● **To be done**:
A. Output, without any changes, the part of the passage on Deganwy that opens with the words containing "The built-up area" and closes with "ruins remain today.".
B. Translate this sentence from the passage on Deganwy into Spanish: "The original wooden castle was rebuilt in stone after 1210."

Deganwy (Middle Welsh Degannwy, Brythonic *Decantouion) is a town and electoral ward in Conwy County Borough in Wales with a population of 3,936 (2011). It lies in the Creuddyn Peninsula alongside Llandudno (to the north) and Rhos-on-Sea (to its east). Historically part of Caernarfonshire, the peninsula is in a region of north Wales where as many as 1 in 3 of residents are able to speak Welsh, and is home to some of the most expensive streets in Wales. Deganwy is located to the east of the town of Conwy (which is on the opposite side of the River Conwy) and with it forms the Conwy community.  The name Deganwy has been interpreted in modern times as Din-Gonwy, which would mean "Fort on the River Conwy", but the historical spellings make it impossible for this to be the actual origin of the name although mentioned in Domesday Book is "the territory of the Decanae tribe". The original wooden castle was rebuilt in stone after 1210. Deganwy is in the ecclesiastical parish of Llanrhos, and has a Victorian era Gothic parish church dedicated to All Saints.

The built-up area of Deganwy and Llandudno Junction had a population of 10,658.

Deganwy Castle
Deganwy's most notable feature is Deganwy Castle, situated 110 m above the town, which, in the 6th century was fortified as the stronghold of Maelgwn Gwynedd, king of Gwynedd. Deganwy appears to have been the capital of Gwynedd at this time, but this was later moved to Aberffraw on Anglesey. The hill on which the castle was built was fortified many times over the centuries. It was the site of a Norman castle built around 1082 and occupied by Robert of Rhuddlan, and later by Llywelyn the Great and Llywelyn ap Gruffudd. The castle was later demolished by Llywelyn ap Gruffydd in 1263 so that only ruins remain today.

● **Dataset extract**:
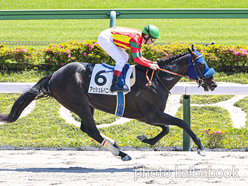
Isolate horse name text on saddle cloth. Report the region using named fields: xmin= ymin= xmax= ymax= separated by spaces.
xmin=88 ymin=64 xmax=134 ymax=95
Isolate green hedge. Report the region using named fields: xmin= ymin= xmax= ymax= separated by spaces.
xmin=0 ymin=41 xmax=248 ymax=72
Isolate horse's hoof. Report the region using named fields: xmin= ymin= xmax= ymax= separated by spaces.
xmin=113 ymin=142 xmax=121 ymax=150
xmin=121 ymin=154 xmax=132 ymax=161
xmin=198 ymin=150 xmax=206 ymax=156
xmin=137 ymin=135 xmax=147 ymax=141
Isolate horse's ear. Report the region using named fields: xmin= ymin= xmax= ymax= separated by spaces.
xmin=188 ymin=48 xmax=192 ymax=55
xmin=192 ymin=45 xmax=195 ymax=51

==

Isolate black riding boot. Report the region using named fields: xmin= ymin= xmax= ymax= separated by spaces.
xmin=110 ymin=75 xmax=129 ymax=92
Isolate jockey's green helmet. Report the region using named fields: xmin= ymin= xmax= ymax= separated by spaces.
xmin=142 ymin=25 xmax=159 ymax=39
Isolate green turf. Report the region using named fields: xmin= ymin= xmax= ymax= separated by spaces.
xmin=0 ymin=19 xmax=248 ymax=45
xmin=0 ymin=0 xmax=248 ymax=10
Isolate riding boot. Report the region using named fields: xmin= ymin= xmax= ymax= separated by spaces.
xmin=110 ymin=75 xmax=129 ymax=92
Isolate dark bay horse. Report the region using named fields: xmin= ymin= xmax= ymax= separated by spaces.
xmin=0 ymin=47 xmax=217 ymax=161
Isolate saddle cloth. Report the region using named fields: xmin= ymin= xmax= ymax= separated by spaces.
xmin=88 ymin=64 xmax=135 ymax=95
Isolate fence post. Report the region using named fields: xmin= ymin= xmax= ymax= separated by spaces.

==

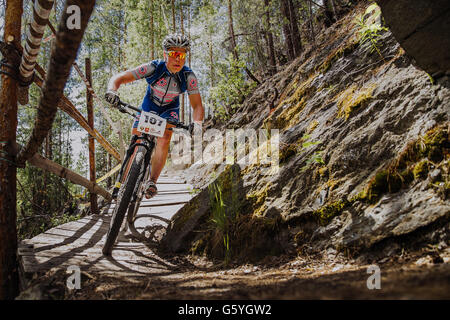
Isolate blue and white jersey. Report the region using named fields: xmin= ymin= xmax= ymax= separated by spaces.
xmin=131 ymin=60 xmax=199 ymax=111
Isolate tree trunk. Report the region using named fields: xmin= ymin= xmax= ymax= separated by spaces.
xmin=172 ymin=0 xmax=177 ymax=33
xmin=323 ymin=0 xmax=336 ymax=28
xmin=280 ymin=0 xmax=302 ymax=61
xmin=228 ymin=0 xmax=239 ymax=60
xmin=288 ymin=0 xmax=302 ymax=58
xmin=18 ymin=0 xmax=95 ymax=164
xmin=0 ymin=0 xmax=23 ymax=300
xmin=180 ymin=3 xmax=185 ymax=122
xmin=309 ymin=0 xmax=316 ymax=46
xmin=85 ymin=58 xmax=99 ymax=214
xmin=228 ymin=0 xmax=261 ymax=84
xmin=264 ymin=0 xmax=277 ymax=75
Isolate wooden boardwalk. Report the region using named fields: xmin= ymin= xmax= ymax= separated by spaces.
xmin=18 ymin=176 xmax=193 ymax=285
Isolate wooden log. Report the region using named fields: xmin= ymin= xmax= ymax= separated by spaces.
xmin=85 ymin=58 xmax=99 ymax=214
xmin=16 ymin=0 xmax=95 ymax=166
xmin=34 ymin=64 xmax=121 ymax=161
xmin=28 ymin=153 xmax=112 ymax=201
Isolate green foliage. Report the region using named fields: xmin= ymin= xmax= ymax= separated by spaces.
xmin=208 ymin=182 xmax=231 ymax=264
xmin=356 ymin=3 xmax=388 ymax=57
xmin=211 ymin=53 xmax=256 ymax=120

● **Task responses**:
A.
The built-up area of Deganwy and Llandudno Junction had a population of 10,658.

Deganwy Castle
Deganwy's most notable feature is Deganwy Castle, situated 110 m above the town, which, in the 6th century was fortified as the stronghold of Maelgwn Gwynedd, king of Gwynedd. Deganwy appears to have been the capital of Gwynedd at this time, but this was later moved to Aberffraw on Anglesey. The hill on which the castle was built was fortified many times over the centuries. It was the site of a Norman castle built around 1082 and occupied by Robert of Rhuddlan, and later by Llywelyn the Great and Llywelyn ap Gruffudd. The castle was later demolished by Llywelyn ap Gruffydd in 1263 so that only ruins remain today.

B. El castillo original de madera fue reconstruido en piedra después de 1210.